#### Exercise aim:
Print the records word for word, from their first line down to and including the line that holds "[[[143,67],[111,69],[111,98],[121,100],[143,99]]]".

#### Records:
━━━━━━━━━━━━━━━━━━━━

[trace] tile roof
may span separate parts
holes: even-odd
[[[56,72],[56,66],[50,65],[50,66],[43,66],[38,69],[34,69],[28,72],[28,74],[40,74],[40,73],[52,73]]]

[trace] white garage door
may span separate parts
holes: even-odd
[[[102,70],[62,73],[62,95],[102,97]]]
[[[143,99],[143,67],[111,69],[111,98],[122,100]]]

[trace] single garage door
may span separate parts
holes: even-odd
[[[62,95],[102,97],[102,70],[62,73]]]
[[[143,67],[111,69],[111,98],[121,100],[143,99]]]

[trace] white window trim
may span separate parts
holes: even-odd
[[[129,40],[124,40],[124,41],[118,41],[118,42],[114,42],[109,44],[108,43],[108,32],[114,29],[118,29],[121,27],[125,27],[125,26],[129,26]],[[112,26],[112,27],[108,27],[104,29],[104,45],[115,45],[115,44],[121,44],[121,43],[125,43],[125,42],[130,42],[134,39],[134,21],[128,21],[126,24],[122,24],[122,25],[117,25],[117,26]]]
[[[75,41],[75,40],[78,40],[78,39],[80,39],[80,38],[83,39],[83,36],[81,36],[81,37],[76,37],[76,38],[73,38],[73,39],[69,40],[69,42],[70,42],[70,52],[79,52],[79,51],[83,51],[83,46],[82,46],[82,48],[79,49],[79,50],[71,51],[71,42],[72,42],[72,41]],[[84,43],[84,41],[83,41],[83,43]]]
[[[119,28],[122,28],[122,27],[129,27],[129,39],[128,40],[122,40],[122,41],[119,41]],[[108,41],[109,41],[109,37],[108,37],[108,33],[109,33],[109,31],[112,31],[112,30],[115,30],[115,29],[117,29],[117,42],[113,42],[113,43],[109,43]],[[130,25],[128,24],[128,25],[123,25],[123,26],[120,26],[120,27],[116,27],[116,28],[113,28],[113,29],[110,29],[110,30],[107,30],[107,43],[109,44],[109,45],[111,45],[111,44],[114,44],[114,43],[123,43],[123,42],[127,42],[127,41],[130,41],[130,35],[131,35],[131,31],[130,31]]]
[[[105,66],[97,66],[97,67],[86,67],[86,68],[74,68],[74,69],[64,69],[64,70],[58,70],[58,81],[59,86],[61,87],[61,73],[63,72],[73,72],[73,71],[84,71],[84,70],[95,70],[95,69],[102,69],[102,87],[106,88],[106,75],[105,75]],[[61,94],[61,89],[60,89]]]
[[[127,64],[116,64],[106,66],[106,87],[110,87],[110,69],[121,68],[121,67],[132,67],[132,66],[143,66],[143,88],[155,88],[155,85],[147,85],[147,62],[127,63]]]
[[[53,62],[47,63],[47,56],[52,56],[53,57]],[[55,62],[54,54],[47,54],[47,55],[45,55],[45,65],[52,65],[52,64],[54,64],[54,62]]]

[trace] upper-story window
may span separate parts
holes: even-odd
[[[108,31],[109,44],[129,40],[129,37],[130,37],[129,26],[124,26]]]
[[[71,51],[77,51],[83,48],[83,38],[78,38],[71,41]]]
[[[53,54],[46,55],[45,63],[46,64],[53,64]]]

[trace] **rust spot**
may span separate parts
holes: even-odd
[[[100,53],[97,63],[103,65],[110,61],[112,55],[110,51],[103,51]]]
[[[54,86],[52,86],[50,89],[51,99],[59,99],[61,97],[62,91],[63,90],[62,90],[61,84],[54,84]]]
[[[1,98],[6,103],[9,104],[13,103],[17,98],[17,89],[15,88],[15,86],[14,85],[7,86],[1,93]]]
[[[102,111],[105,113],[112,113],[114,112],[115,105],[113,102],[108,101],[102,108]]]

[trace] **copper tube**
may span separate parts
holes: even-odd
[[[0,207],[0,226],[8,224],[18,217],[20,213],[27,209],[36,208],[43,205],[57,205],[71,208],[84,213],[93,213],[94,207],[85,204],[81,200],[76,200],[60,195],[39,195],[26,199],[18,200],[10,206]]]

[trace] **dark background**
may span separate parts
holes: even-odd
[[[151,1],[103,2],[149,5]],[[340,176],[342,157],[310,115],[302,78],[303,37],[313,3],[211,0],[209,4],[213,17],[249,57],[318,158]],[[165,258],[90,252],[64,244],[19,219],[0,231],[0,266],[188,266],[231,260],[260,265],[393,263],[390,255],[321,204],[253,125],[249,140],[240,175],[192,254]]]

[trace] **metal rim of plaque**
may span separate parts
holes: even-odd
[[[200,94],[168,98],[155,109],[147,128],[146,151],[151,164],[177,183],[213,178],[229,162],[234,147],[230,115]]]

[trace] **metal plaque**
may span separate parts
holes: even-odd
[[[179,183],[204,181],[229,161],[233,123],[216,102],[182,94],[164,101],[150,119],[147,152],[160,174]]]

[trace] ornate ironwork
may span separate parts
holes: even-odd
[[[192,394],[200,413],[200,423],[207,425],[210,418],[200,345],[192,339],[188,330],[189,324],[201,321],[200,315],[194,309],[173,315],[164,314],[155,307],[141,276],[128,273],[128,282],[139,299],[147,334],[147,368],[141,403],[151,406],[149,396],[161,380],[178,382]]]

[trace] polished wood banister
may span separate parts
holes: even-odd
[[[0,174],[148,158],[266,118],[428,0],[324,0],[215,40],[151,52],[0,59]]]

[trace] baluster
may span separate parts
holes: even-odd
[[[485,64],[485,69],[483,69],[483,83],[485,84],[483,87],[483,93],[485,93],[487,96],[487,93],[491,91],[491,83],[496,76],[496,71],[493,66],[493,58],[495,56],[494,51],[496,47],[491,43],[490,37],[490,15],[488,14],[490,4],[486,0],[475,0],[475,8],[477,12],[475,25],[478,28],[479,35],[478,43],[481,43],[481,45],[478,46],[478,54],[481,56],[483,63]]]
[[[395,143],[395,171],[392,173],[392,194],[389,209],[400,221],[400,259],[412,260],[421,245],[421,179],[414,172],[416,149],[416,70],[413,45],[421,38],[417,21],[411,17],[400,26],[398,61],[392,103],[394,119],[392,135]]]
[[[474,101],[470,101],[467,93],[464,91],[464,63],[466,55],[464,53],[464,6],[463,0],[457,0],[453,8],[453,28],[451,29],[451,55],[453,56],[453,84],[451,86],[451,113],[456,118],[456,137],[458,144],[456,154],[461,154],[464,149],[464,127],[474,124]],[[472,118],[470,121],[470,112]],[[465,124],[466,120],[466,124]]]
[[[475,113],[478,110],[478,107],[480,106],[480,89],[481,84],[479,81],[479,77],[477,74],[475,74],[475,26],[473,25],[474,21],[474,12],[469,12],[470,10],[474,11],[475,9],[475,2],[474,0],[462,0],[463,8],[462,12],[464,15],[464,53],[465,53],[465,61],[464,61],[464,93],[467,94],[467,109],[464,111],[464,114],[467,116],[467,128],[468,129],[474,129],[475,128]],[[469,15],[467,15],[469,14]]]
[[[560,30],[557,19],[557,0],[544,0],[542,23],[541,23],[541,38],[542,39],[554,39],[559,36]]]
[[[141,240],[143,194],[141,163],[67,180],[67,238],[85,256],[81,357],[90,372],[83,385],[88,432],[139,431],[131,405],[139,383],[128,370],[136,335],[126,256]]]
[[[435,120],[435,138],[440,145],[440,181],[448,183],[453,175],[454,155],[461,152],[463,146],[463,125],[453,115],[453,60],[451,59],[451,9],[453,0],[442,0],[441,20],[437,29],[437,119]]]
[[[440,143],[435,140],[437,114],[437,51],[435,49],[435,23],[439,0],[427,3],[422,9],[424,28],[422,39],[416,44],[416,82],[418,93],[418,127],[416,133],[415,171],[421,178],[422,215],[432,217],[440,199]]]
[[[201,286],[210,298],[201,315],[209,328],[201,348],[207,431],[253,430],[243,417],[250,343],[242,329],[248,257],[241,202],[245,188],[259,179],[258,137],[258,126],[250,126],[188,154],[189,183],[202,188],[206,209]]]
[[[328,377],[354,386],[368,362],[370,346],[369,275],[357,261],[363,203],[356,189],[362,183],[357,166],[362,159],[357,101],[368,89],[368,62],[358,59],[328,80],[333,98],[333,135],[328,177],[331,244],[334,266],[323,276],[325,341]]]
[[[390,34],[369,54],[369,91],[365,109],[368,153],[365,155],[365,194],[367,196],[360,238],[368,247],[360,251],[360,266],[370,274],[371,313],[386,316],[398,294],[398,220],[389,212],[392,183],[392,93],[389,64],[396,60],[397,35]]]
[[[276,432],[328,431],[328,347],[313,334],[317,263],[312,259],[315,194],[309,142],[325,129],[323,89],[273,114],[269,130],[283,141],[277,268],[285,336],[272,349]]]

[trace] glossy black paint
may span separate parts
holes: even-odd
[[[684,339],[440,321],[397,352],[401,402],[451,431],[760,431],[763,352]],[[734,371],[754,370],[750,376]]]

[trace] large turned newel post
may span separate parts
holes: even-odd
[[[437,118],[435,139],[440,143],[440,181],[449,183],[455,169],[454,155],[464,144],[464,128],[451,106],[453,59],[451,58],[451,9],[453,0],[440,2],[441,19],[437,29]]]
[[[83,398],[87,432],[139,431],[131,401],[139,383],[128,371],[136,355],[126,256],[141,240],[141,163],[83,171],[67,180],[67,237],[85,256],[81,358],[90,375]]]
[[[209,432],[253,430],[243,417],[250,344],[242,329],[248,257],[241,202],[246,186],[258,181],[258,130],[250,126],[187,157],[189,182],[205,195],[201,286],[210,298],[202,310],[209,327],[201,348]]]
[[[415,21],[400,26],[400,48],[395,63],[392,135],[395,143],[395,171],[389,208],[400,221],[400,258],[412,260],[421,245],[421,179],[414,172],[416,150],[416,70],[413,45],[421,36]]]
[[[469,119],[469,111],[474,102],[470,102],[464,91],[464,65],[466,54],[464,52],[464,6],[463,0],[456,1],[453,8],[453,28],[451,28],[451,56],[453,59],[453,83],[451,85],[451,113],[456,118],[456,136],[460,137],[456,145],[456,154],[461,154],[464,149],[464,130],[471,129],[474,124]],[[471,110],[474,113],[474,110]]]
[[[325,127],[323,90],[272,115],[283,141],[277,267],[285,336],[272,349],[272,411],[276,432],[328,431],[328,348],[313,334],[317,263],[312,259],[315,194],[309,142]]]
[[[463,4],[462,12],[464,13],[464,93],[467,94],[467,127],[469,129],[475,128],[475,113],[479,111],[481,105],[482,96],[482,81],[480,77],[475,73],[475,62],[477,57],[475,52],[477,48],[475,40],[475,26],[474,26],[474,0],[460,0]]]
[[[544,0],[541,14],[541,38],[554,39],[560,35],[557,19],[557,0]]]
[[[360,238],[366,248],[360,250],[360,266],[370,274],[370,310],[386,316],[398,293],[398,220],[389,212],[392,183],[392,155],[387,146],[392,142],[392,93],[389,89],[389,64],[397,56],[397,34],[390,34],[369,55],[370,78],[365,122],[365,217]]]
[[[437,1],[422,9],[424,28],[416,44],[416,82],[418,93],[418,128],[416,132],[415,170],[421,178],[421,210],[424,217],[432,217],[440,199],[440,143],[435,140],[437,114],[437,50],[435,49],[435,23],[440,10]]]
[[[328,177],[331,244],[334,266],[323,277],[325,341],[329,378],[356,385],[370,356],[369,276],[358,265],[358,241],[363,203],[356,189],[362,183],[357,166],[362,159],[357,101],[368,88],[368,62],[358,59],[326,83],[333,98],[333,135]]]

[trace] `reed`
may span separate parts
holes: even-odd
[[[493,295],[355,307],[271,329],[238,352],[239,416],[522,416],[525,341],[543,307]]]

━━━━━━━━━━━━━━━━━━━━

#### Full response:
[trace] tile roof
may span separate parts
holes: even-odd
[[[56,72],[56,66],[50,65],[50,66],[43,66],[38,69],[34,69],[28,72],[28,74],[40,74],[40,73],[52,73]]]

[trace] white garage door
may span separate parts
holes: even-odd
[[[102,70],[62,73],[62,95],[102,97]]]
[[[143,99],[143,67],[111,69],[111,98],[122,100]]]

[trace] single garage door
may span separate parts
holes: even-odd
[[[62,95],[102,97],[102,70],[62,73]]]
[[[143,67],[111,69],[111,98],[121,100],[143,99]]]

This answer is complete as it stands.